_Your goal_:
The answer is the line that contains "of the black" followed by every later line of the entries below, each repeated exactly, and nothing else.

··· Given records ···

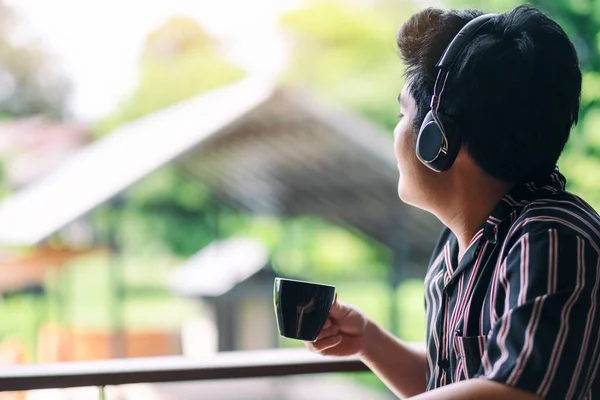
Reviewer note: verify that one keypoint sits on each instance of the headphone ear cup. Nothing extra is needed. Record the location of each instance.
(431, 149)
(453, 139)
(429, 140)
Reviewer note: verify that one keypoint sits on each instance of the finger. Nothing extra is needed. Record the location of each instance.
(338, 310)
(322, 345)
(332, 330)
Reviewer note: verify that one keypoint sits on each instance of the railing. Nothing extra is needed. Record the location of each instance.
(247, 364)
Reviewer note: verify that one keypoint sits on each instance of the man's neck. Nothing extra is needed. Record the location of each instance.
(472, 202)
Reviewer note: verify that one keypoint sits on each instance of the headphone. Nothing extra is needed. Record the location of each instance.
(439, 140)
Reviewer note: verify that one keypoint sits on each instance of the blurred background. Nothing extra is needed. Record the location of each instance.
(161, 162)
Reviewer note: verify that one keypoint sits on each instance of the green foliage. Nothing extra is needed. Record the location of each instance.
(30, 82)
(179, 61)
(348, 53)
(316, 250)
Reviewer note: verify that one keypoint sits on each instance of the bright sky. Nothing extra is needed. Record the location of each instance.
(99, 42)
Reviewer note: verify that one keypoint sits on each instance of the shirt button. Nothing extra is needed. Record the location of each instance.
(444, 364)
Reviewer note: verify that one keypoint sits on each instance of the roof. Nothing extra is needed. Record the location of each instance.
(219, 267)
(108, 166)
(262, 148)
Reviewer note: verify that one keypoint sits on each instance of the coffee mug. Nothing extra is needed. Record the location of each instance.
(301, 308)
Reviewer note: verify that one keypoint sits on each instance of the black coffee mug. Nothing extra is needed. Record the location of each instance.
(301, 307)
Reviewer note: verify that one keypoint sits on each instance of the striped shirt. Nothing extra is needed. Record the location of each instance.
(522, 306)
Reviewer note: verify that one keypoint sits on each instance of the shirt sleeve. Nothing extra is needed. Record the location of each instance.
(545, 334)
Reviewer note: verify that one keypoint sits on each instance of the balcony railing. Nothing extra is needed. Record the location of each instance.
(246, 364)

···

_Written answer_:
Reviewer note: verify that one keypoint sits on each instance of the black coffee mug. Nothing extra is needed. Record the location of each instance.
(301, 307)
Reviewer note: verify that one keypoint sits on each instance of the striped shirt. Nothing extra is needed. Record the location of each instance.
(522, 306)
Reviewer note: verify that one keypoint sits on each instance of the shirt sleeve. Nothing extra is needed. Record the location of each instance.
(545, 334)
Reviewer note: verify that one keypoint sits on each instance of the balcony railing. Nothing extra is needed. Record the location of each instance.
(246, 364)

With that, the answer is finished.